'Black Widow' to Appeal Guilty Verdict

Stacey Castor, the widow who was convicted of murdering her husband by poisoning him with antifreeze and attempting to murder her daughter and frame her for the crime, will appeal the guilty verdict.

Castor's new appellate lawyer filed a motion in March, saying that a police interview with Castor, which contributed to her conviction, never should have happened because investigators knew she had a lawyer at the time, and that, as a result, information obtained in the interview should not have been allowed in court. No date has been set to argue the motion in court.

Castor, who is serving her 51 1/3-year-to-life sentence in a New York State prison, continues to deny any wrongdoing, insisting that she's innocent.

"I did not kill David Castor," she said in an exclusive interview with ABC News' David Muir last May. "And I did not try to kill my daughter, period. And I will never say that I did. Ever."

Stacey Castor's Trial Pits Mother vs. Daughter

Castor stood before a judge and jury in January 2009 in the Onondaga County courthouse in Syracuse, N.Y., where she was given the chance to plead her innocence. Jurors listened to the testimony of more than 50 witnesses and deliberated for three days.

She was accused of murdering her second husband, David Castor, by poisoning him with antifreeze in 2005, and attempting to poison her daughter, Ashley Wallace, with a toxic cocktail of crushed pills and vodka. She also was suspected of murdering her first husband, whose grave lies next to Castor's.

"I think she's diabolical," assistant district attorney Christine Garvey said. "What she has done over the course of seven years is just unimaginable."

**DATA SUPPLIED:**

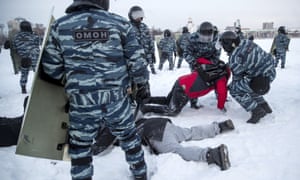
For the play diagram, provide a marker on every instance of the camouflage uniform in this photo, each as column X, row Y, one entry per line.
column 167, row 45
column 182, row 44
column 97, row 54
column 145, row 40
column 247, row 61
column 281, row 42
column 27, row 47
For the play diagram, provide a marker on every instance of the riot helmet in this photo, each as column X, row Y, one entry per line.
column 167, row 33
column 206, row 32
column 229, row 40
column 136, row 14
column 281, row 30
column 185, row 29
column 25, row 26
column 83, row 4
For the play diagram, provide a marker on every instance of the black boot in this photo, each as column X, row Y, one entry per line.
column 218, row 156
column 194, row 104
column 257, row 114
column 23, row 89
column 226, row 126
column 104, row 142
column 141, row 177
column 266, row 107
column 153, row 70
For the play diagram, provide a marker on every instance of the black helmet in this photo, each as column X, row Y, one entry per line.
column 136, row 14
column 229, row 40
column 185, row 29
column 167, row 33
column 79, row 4
column 281, row 30
column 238, row 29
column 206, row 32
column 25, row 26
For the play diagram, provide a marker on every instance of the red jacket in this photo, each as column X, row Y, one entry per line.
column 194, row 86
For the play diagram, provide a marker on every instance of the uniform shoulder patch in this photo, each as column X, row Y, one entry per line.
column 101, row 35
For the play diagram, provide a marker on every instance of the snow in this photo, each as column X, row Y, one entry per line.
column 268, row 150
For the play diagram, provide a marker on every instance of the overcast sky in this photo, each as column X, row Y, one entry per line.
column 173, row 14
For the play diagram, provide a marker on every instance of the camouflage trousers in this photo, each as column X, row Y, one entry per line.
column 280, row 55
column 244, row 95
column 89, row 111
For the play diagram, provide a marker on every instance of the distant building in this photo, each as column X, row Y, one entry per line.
column 268, row 25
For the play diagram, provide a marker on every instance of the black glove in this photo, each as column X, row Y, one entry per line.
column 143, row 92
column 7, row 44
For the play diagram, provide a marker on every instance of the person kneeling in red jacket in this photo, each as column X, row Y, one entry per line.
column 207, row 76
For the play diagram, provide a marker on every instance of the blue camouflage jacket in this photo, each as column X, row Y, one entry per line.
column 27, row 45
column 94, row 50
column 167, row 45
column 282, row 42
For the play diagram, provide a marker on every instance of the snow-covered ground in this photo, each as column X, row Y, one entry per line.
column 269, row 150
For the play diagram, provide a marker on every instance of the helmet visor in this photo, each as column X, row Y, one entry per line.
column 206, row 38
column 137, row 15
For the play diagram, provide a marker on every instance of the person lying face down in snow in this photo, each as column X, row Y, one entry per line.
column 206, row 76
column 162, row 136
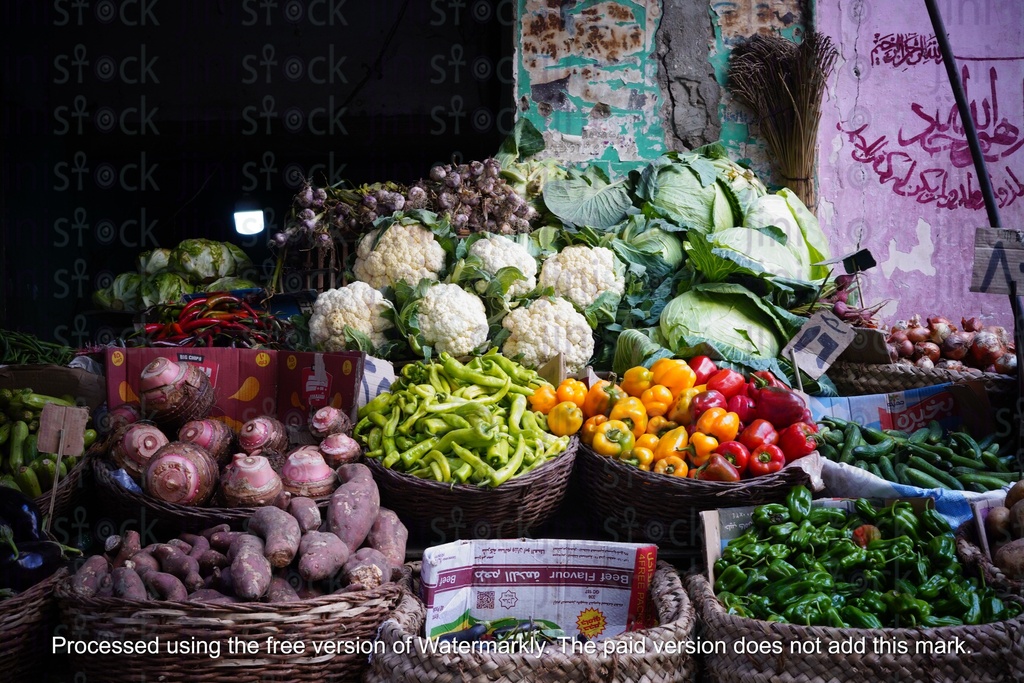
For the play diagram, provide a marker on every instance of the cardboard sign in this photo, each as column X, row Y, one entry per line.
column 998, row 260
column 819, row 343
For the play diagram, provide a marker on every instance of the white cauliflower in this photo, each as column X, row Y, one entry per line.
column 408, row 251
column 547, row 328
column 497, row 252
column 357, row 305
column 582, row 273
column 452, row 319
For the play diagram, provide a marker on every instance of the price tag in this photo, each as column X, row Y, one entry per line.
column 998, row 260
column 819, row 343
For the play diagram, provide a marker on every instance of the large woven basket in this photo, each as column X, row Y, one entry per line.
column 348, row 621
column 392, row 663
column 994, row 652
column 436, row 512
column 636, row 506
column 27, row 623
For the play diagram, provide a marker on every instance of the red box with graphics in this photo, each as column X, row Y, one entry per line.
column 249, row 382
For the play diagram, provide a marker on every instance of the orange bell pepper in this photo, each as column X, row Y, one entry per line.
column 632, row 412
column 637, row 380
column 657, row 400
column 571, row 389
column 601, row 396
column 673, row 466
column 590, row 428
column 564, row 419
column 675, row 374
column 544, row 398
column 719, row 423
column 673, row 443
column 701, row 445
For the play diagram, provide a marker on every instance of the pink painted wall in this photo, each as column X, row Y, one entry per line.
column 895, row 171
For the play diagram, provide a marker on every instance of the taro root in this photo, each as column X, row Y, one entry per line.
column 172, row 393
column 263, row 432
column 134, row 445
column 305, row 473
column 249, row 481
column 181, row 473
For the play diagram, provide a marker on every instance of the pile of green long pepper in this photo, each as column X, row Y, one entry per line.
column 928, row 458
column 460, row 423
column 866, row 568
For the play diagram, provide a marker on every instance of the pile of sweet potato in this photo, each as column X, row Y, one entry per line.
column 287, row 553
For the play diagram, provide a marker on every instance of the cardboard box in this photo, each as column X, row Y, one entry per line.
column 250, row 382
column 592, row 588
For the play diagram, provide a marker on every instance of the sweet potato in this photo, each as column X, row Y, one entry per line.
column 322, row 554
column 127, row 584
column 388, row 535
column 353, row 506
column 367, row 566
column 250, row 568
column 86, row 581
column 305, row 512
column 281, row 535
column 165, row 586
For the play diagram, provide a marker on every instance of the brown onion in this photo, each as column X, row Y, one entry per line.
column 249, row 481
column 181, row 473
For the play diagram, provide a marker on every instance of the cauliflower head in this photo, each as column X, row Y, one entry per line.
column 582, row 273
column 547, row 328
column 356, row 304
column 452, row 319
column 497, row 252
column 408, row 251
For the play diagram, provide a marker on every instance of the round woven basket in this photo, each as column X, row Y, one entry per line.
column 168, row 518
column 347, row 621
column 392, row 663
column 994, row 652
column 27, row 623
column 635, row 506
column 436, row 512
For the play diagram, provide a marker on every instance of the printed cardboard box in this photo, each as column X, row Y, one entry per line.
column 596, row 589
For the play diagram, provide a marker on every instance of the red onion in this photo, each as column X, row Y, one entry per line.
column 340, row 449
column 249, row 481
column 173, row 393
column 263, row 432
column 134, row 445
column 181, row 473
column 214, row 435
column 306, row 473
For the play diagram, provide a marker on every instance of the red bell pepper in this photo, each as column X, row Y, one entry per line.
column 727, row 382
column 758, row 433
column 765, row 460
column 704, row 368
column 736, row 454
column 718, row 469
column 798, row 440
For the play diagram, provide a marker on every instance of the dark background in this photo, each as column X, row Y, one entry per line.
column 134, row 125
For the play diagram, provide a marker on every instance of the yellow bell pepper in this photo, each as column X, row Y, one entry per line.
column 632, row 412
column 675, row 374
column 564, row 419
column 637, row 380
column 701, row 445
column 719, row 423
column 657, row 400
column 673, row 443
column 613, row 438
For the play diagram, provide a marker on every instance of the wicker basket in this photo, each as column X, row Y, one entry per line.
column 396, row 665
column 643, row 506
column 349, row 617
column 994, row 651
column 438, row 512
column 27, row 623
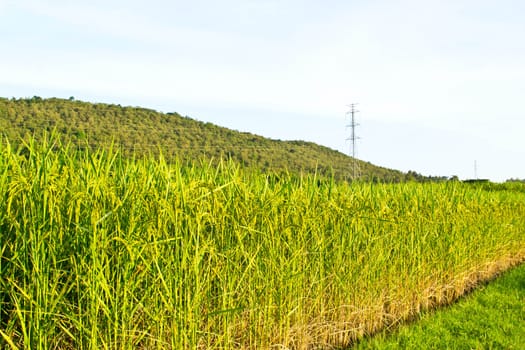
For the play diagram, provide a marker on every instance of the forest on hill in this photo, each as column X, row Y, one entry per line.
column 141, row 131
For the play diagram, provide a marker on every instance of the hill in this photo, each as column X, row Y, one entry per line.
column 141, row 131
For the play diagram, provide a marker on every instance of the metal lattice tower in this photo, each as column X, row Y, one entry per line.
column 353, row 139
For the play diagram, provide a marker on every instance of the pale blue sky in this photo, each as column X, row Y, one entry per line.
column 439, row 84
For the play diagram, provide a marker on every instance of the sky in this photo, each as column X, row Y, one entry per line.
column 439, row 84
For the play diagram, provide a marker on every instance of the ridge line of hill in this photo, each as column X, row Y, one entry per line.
column 141, row 131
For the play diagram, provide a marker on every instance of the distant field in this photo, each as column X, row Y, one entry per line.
column 492, row 317
column 102, row 251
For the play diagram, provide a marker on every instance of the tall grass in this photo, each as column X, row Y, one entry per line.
column 104, row 252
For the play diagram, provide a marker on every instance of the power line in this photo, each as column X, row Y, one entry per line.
column 353, row 138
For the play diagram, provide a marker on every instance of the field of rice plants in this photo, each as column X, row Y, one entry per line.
column 99, row 251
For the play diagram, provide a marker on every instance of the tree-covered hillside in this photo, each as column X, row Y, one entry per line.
column 142, row 131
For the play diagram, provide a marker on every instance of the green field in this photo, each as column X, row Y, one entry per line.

**PROMPT 1:** According to the Stacey Castor article, how many days did the jurors deliberate?
**PROMPT 2:** Summarize the Stacey Castor article in two sentences.
**PROMPT 3:** Carry on the Stacey Castor article from the point at which it stops.

**OUTPUT 1:** Three days.

**OUTPUT 2:** Stacey Castor, convicted of poisoning her husband David Castor with antifreeze and of attempting to murder her daughter and frame her for the crime, will appeal on the grounds that a police interview should not have taken place because investigators knew she had a lawyer. Castor, who is serving a 51 1/3-year-to-life sentence, maintains her innocence, although jurors convicted her after a January 2009 trial in which more than 50 witnesses testified.

**OUTPUT 3:**
Castor's defense attorney, Charles Keller, said, "It's a tragedy for everybody. No matter how it comes out ... it's a tragedy. ... There is no happy ending."

Keller spent almost two years digging up a trail of evidence that, he said, pointed to a different murderer: Stacey Castor's then 21-year-old daughter, Ashley.

Stacey Castor alleged in court that her daughter had murdered both David Castor and Michael Wallace. If Ashley had indeed been responsible for Wallace's death, it would have meant that she killed her biological father by poisoning him with antifreeze at the age of 11.

"It may be easier for people to decide that I did it because I'm the mother," Stacey Castor said. "But kids do things like that. All you have to do is turn on the news or read the paper. There are children that kill children and other people every single day. It happens."

Castor hasn't spoken to either of her daughters since she was arrested at the hospital after Ashley Wallace nearly died in September 2007.

"You know, the truth will come out," Castor said. "I know that the truth is going to come out of this. The evidence will show that I am innocent. And I will go home."

Growing Suspicions

Ashley Wallace maintains, along with investigators, that Castor not only killed David Castor, but also killed Michael Wallace, her first husband and Ashley Wallace's father.

Wallace believes her mother tried to frame her for the deaths of both men.

After Ashley's near-death experience, she woke up in a hospital drugged and surrounded by detectives. They asked her about the suicide note Castor said she found.

But Wallace was confused, saying she never had written a note, and she hadn't taken any pills.